| GIVEN PROBLEM |
Report in full every line of the listing below that contains the string "ceiling".

Dataset excerpt

* * *

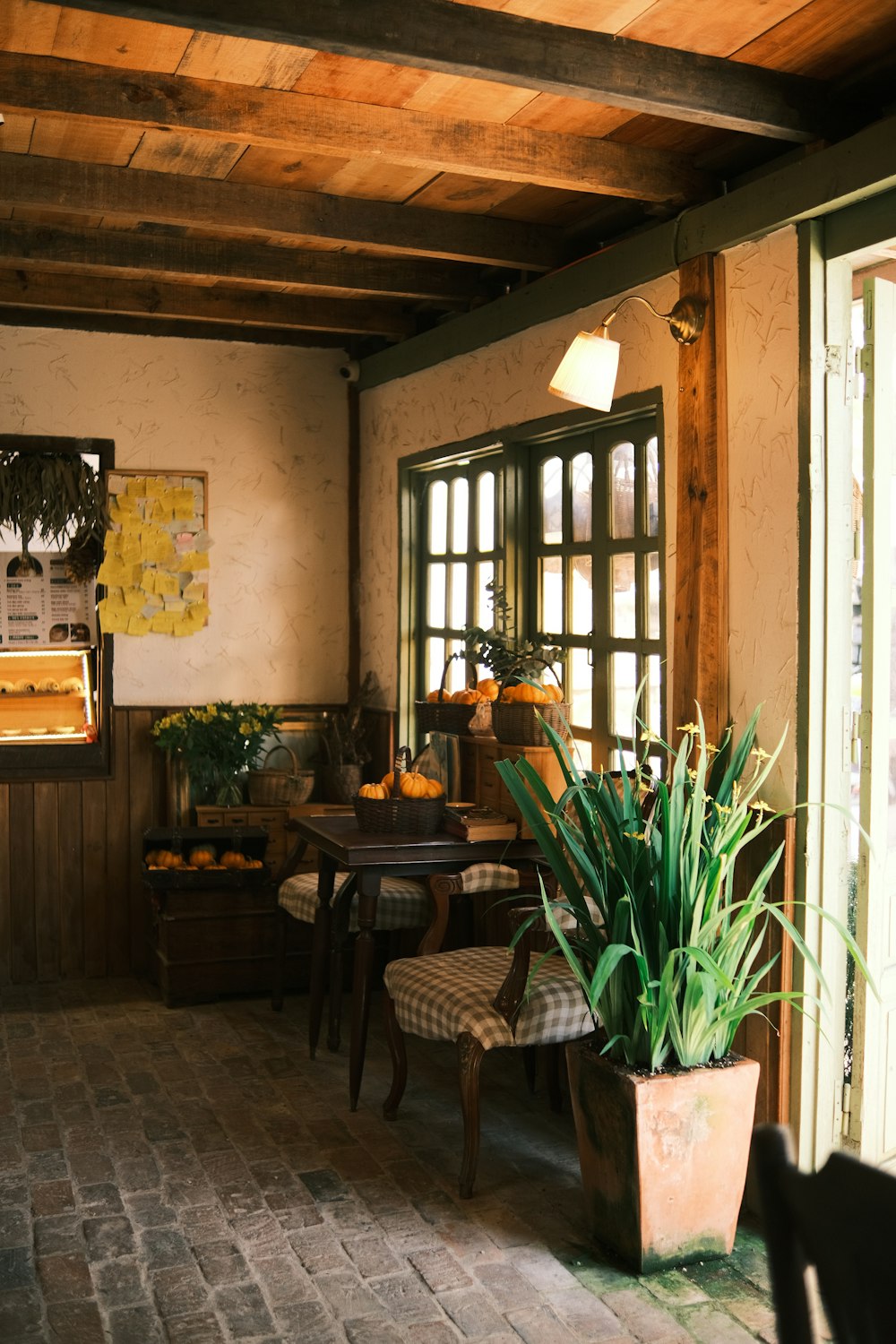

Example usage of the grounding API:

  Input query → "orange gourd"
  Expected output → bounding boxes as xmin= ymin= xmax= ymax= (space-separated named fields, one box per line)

xmin=452 ymin=690 xmax=479 ymax=704
xmin=398 ymin=771 xmax=430 ymax=798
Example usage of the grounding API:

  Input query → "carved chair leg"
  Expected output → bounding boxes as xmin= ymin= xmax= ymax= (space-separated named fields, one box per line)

xmin=522 ymin=1046 xmax=538 ymax=1093
xmin=270 ymin=906 xmax=289 ymax=1012
xmin=544 ymin=1045 xmax=563 ymax=1116
xmin=383 ymin=992 xmax=407 ymax=1120
xmin=457 ymin=1031 xmax=485 ymax=1199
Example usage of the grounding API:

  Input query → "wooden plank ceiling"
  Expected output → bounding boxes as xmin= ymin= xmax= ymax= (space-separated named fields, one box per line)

xmin=0 ymin=0 xmax=896 ymax=357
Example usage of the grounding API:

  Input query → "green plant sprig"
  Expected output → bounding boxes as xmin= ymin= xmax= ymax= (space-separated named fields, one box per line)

xmin=497 ymin=710 xmax=868 ymax=1072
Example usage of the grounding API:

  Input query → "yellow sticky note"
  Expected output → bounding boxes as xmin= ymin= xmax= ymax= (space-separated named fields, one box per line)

xmin=172 ymin=486 xmax=196 ymax=519
xmin=125 ymin=588 xmax=146 ymax=616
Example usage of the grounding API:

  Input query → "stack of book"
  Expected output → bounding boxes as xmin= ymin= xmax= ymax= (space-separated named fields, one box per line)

xmin=442 ymin=808 xmax=517 ymax=841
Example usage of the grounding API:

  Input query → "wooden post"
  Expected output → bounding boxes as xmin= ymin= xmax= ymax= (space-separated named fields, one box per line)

xmin=669 ymin=247 xmax=728 ymax=744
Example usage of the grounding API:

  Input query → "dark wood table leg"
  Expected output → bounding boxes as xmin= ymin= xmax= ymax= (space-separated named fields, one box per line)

xmin=348 ymin=870 xmax=380 ymax=1110
xmin=307 ymin=855 xmax=336 ymax=1059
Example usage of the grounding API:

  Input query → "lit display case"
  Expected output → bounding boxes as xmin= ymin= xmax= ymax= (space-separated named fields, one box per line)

xmin=0 ymin=650 xmax=97 ymax=746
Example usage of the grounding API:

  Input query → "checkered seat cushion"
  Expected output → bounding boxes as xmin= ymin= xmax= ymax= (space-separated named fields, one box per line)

xmin=384 ymin=948 xmax=594 ymax=1050
xmin=277 ymin=873 xmax=433 ymax=933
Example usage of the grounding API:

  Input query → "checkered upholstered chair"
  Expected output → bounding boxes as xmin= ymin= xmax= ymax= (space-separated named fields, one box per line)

xmin=271 ymin=860 xmax=441 ymax=1059
xmin=383 ymin=906 xmax=594 ymax=1199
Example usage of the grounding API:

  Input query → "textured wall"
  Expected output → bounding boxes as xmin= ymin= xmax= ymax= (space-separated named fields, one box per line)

xmin=360 ymin=279 xmax=678 ymax=703
xmin=0 ymin=327 xmax=348 ymax=704
xmin=726 ymin=228 xmax=799 ymax=806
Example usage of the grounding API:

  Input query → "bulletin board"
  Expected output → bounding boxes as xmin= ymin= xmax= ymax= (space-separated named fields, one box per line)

xmin=97 ymin=470 xmax=212 ymax=636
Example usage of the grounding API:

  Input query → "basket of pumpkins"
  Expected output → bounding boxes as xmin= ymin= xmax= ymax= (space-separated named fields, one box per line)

xmin=414 ymin=653 xmax=498 ymax=737
xmin=353 ymin=747 xmax=444 ymax=836
xmin=492 ymin=663 xmax=571 ymax=747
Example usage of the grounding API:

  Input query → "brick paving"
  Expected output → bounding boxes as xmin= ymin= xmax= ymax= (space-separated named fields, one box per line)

xmin=0 ymin=980 xmax=775 ymax=1344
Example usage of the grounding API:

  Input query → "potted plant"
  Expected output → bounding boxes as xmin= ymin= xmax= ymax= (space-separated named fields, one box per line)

xmin=321 ymin=672 xmax=379 ymax=804
xmin=495 ymin=710 xmax=866 ymax=1273
xmin=151 ymin=701 xmax=283 ymax=808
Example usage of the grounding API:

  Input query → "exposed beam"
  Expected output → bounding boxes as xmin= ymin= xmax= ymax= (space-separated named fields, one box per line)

xmin=0 ymin=220 xmax=493 ymax=306
xmin=0 ymin=53 xmax=718 ymax=206
xmin=0 ymin=153 xmax=564 ymax=271
xmin=0 ymin=269 xmax=415 ymax=340
xmin=62 ymin=0 xmax=837 ymax=142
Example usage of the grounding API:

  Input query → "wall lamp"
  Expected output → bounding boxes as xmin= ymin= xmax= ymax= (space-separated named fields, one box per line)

xmin=548 ymin=295 xmax=707 ymax=411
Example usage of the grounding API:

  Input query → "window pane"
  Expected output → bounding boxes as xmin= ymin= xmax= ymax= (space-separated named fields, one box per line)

xmin=540 ymin=556 xmax=563 ymax=632
xmin=648 ymin=551 xmax=659 ymax=640
xmin=643 ymin=435 xmax=659 ymax=537
xmin=610 ymin=653 xmax=638 ymax=738
xmin=449 ymin=564 xmax=466 ymax=631
xmin=473 ymin=561 xmax=495 ymax=631
xmin=641 ymin=653 xmax=662 ymax=737
xmin=426 ymin=564 xmax=446 ymax=625
xmin=610 ymin=551 xmax=637 ymax=640
xmin=430 ymin=481 xmax=447 ymax=556
xmin=541 ymin=457 xmax=563 ymax=546
xmin=452 ymin=478 xmax=470 ymax=556
xmin=565 ymin=650 xmax=591 ymax=728
xmin=573 ymin=453 xmax=592 ymax=542
xmin=570 ymin=556 xmax=594 ymax=634
xmin=476 ymin=472 xmax=495 ymax=551
xmin=610 ymin=444 xmax=634 ymax=537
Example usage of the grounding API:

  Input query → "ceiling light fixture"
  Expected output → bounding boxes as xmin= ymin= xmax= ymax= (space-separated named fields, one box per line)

xmin=548 ymin=295 xmax=707 ymax=411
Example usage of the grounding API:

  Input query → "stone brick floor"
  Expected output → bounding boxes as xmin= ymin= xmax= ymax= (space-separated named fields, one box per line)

xmin=0 ymin=980 xmax=774 ymax=1344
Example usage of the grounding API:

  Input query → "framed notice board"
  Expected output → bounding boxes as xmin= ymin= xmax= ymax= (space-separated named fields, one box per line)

xmin=97 ymin=470 xmax=212 ymax=636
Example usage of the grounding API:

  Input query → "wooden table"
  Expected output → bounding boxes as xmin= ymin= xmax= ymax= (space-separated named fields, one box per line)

xmin=291 ymin=816 xmax=540 ymax=1110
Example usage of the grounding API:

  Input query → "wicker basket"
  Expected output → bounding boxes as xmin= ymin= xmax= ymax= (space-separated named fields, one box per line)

xmin=414 ymin=653 xmax=478 ymax=737
xmin=248 ymin=745 xmax=314 ymax=808
xmin=492 ymin=663 xmax=573 ymax=747
xmin=352 ymin=747 xmax=444 ymax=836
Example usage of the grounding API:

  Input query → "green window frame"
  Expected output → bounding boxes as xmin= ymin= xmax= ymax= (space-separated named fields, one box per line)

xmin=399 ymin=408 xmax=665 ymax=769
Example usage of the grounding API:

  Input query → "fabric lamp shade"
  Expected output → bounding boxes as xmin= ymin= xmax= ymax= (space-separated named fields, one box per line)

xmin=548 ymin=328 xmax=619 ymax=411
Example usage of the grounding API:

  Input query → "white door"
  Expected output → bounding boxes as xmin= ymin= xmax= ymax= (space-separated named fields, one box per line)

xmin=847 ymin=280 xmax=896 ymax=1163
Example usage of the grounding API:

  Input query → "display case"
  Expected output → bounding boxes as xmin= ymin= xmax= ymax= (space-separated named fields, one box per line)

xmin=0 ymin=650 xmax=97 ymax=746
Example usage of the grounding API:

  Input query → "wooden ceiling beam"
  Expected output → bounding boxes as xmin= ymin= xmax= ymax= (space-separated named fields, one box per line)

xmin=0 ymin=220 xmax=495 ymax=306
xmin=0 ymin=153 xmax=567 ymax=271
xmin=0 ymin=260 xmax=417 ymax=340
xmin=56 ymin=0 xmax=837 ymax=142
xmin=0 ymin=53 xmax=718 ymax=206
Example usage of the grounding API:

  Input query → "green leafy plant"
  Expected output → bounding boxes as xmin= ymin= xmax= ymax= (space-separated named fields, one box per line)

xmin=463 ymin=581 xmax=564 ymax=682
xmin=151 ymin=701 xmax=283 ymax=806
xmin=495 ymin=709 xmax=868 ymax=1073
xmin=0 ymin=449 xmax=108 ymax=578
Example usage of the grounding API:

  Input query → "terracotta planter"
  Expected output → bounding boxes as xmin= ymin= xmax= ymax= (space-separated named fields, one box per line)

xmin=567 ymin=1042 xmax=759 ymax=1273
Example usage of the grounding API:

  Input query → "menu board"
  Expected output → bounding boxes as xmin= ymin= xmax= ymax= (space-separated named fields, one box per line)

xmin=0 ymin=551 xmax=97 ymax=650
xmin=97 ymin=470 xmax=212 ymax=636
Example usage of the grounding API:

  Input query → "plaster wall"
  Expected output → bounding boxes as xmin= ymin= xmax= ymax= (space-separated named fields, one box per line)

xmin=360 ymin=228 xmax=799 ymax=806
xmin=0 ymin=327 xmax=348 ymax=704
xmin=726 ymin=228 xmax=799 ymax=808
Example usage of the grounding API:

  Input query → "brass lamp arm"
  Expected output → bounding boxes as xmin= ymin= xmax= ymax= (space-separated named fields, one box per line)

xmin=594 ymin=295 xmax=707 ymax=346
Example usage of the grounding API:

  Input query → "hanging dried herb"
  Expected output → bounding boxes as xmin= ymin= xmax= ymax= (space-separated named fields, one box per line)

xmin=0 ymin=449 xmax=108 ymax=577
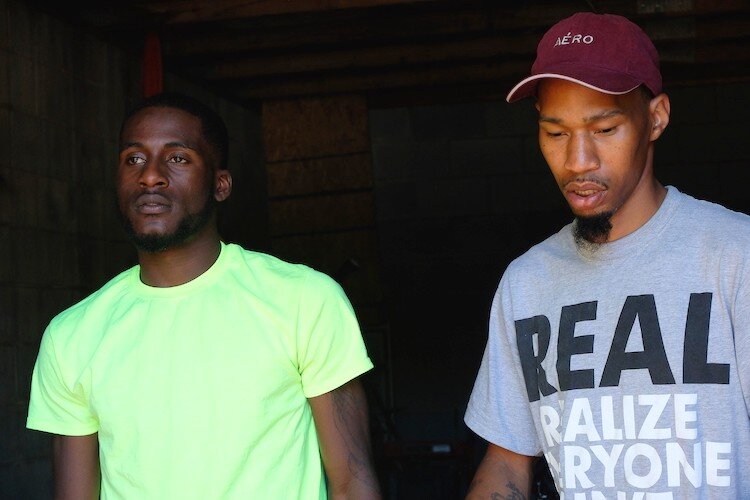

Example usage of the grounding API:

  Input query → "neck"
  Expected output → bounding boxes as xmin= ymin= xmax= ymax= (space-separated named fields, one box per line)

xmin=138 ymin=227 xmax=221 ymax=288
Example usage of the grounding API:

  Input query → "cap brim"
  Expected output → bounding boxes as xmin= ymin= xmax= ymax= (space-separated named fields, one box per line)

xmin=505 ymin=73 xmax=642 ymax=102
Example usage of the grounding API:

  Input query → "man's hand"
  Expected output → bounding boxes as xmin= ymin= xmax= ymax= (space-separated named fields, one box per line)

xmin=52 ymin=434 xmax=99 ymax=500
xmin=466 ymin=443 xmax=535 ymax=500
xmin=308 ymin=379 xmax=380 ymax=500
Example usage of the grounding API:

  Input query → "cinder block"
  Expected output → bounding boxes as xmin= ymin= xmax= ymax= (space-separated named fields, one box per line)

xmin=36 ymin=65 xmax=77 ymax=126
xmin=417 ymin=177 xmax=490 ymax=217
xmin=375 ymin=182 xmax=418 ymax=222
xmin=0 ymin=226 xmax=13 ymax=284
xmin=272 ymin=229 xmax=382 ymax=308
xmin=0 ymin=49 xmax=10 ymax=104
xmin=410 ymin=103 xmax=486 ymax=141
xmin=8 ymin=53 xmax=39 ymax=115
xmin=266 ymin=153 xmax=372 ymax=197
xmin=15 ymin=287 xmax=74 ymax=346
xmin=73 ymin=78 xmax=113 ymax=140
xmin=0 ymin=167 xmax=13 ymax=224
xmin=36 ymin=15 xmax=73 ymax=76
xmin=10 ymin=111 xmax=49 ymax=174
xmin=7 ymin=169 xmax=41 ymax=227
xmin=74 ymin=130 xmax=111 ymax=189
xmin=45 ymin=122 xmax=78 ymax=181
xmin=0 ymin=284 xmax=17 ymax=343
xmin=372 ymin=139 xmax=450 ymax=181
xmin=446 ymin=137 xmax=524 ymax=177
xmin=262 ymin=96 xmax=370 ymax=162
xmin=82 ymin=35 xmax=108 ymax=86
xmin=667 ymin=85 xmax=717 ymax=125
xmin=0 ymin=408 xmax=22 ymax=458
xmin=716 ymin=82 xmax=750 ymax=124
xmin=369 ymin=108 xmax=411 ymax=140
xmin=38 ymin=178 xmax=78 ymax=233
xmin=0 ymin=464 xmax=20 ymax=498
xmin=99 ymin=139 xmax=120 ymax=191
xmin=72 ymin=189 xmax=105 ymax=238
xmin=101 ymin=240 xmax=138 ymax=280
xmin=484 ymin=99 xmax=538 ymax=137
xmin=492 ymin=172 xmax=567 ymax=215
xmin=0 ymin=108 xmax=12 ymax=169
xmin=13 ymin=228 xmax=70 ymax=286
xmin=269 ymin=192 xmax=375 ymax=236
xmin=678 ymin=124 xmax=750 ymax=164
xmin=0 ymin=0 xmax=10 ymax=49
xmin=16 ymin=458 xmax=52 ymax=498
xmin=8 ymin=2 xmax=39 ymax=56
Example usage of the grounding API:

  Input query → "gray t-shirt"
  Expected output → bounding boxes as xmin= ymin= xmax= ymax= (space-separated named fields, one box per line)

* * *

| COMPLETE ANSWER |
  Input query → "wooden plank ceiling"
  Input query → "ceiling light fixture"
  Input query → "wooden ceiling beam"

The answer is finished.